• _提示文_:
1997年12月(衆院満了まで2年10ヶ月、実際には2年7ヶ月後)
野党第1党・第3回新進党党首選(小沢党首の任期満了)
小沢一郎候補 230票(55%)
鹿野道彦候補 182票(45%)
翌夏に参院選を控え、創価学会系、連合系を中心に無投票ムードがあった。しかし、反小沢派が党改革を訴え、「当選8回、閣僚2回、旧自民党ながら非竹下派(福田派)」の鹿野道彦さんが早期に単独で出馬表明。ダークホースとみられながら、旧羽田派、創価系、連合系などから徐々に支持を集める。結果として小沢党首に肉薄し、「党首に反省を求める」党内世論が明らかになる。しかし、小沢党首は反省せず、政党助成法の基準日を控えた年の瀬に突如、両院議員総会を開き、「新進党解党」を宣言。翌夏の参院選では橋本自民党が地滑り的惨敗で、参院選2連勝(第1会派)の機会を逃した、
2009年5月(衆院満了まで4ヶ月、実際には3ヶ月後)
野党第1党・第12回民主党代表選(小沢代表の途中辞任)
鳩山由紀夫候補 124票(56%)
岡田克也候補 95票(44%)
支持率から政権交代が確実な情勢で、事実上の首相選挙。小沢代表が突然辞任表明しその週の土曜日に選出する日程を発表。良識派が抵抗も、「決まったことを守るのが民主主義だ」という謎の言葉で押し切る。古川元久中央代表選挙管理委員長が両院議員総会中にディベートタイムを取り込むなどの善後策をはかる。鳩山由紀夫幹事長を小沢系が応援。郵政勝ち残り組の衆院議員は岡田副代表陣営がわずかにリード。小沢氏は参院での巻き返しを図り、小沢一郎政治塾出身議員が参議院議員会館に二十人前後の議員を呼び出し、鍵を閉め、支援を確約する文書に署名しない限り部屋から出さないと迫る「監禁事件」が発生。泣き出す議員も。また離党した無所属の前田雄吉・衆院議員が飛脚としてベテランを籠絡。岡田系の躍進に怒った小沢氏は、両院議員総会の最後に登壇しないという大人げない行動に出る。この3ヶ月後の政権交代で、岡田克也さんから幹事長職を奪い返し党の主導権を握り、翌夏の参院選で惨敗する事態に。ねじれ国会となり現在にいたる。

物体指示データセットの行
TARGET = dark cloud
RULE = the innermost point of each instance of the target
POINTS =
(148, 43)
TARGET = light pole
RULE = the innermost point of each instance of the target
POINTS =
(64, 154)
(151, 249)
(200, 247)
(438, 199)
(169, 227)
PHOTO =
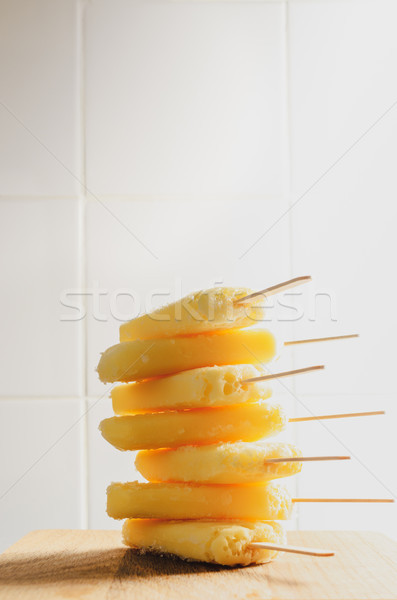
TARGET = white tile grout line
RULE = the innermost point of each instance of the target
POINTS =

==

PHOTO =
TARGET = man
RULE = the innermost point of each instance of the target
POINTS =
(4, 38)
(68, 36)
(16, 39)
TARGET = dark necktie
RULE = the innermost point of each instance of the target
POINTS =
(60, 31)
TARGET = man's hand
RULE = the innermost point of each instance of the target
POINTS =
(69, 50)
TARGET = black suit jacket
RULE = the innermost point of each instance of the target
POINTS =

• _作業内容_:
• a. 提示文にもとづき、次の問いに答えること。
(i) 1997年12月の新進党党首選で、鹿野道彦候補の得票数と得票率はいくつか。
(ii) 2009年5月の民主党代表選で、選出はその週の何曜日とされたか。
(iii) 同じ代表選で、両院議員総会中にディベートタイムを取り込むなどの善後策をはかったのは誰か。
• b. 提示文のうち、「翌夏に参院選を控え、創価学会」から「岡田克也候補 95票(44%)」までをすべて一字も変えずに書き写すこと。

• _解答_:
• a.
(i) 182票(45%)
(ii) 土曜日
(iii) 古川元久中央代表選挙管理委員長

• b.
翌夏に参院選を控え、創価学会系、連合系を中心に無投票ムードがあった。しかし、反小沢派が党改革を訴え、「当選8回、閣僚2回、旧自民党ながら非竹下派(福田派)」の鹿野道彦さんが早期に単独で出馬表明。ダークホースとみられながら、旧羽田派、創価系、連合系などから徐々に支持を集める。結果として小沢党首に肉薄し、「党首に反省を求める」党内世論が明らかになる。しかし、小沢党首は反省せず、政党助成法の基準日を控えた年の瀬に突如、両院議員総会を開き、「新進党解党」を宣言。翌夏の参院選では橋本自民党が地滑り的惨敗で、参院選2連勝(第1会派)の機会を逃した、
2009年5月(衆院満了まで4ヶ月、実際には3ヶ月後)
野党第1党・第12回民主党代表選(小沢代表の途中辞任)
鳩山由紀夫候補 124票(56%)
岡田克也候補 95票(44%)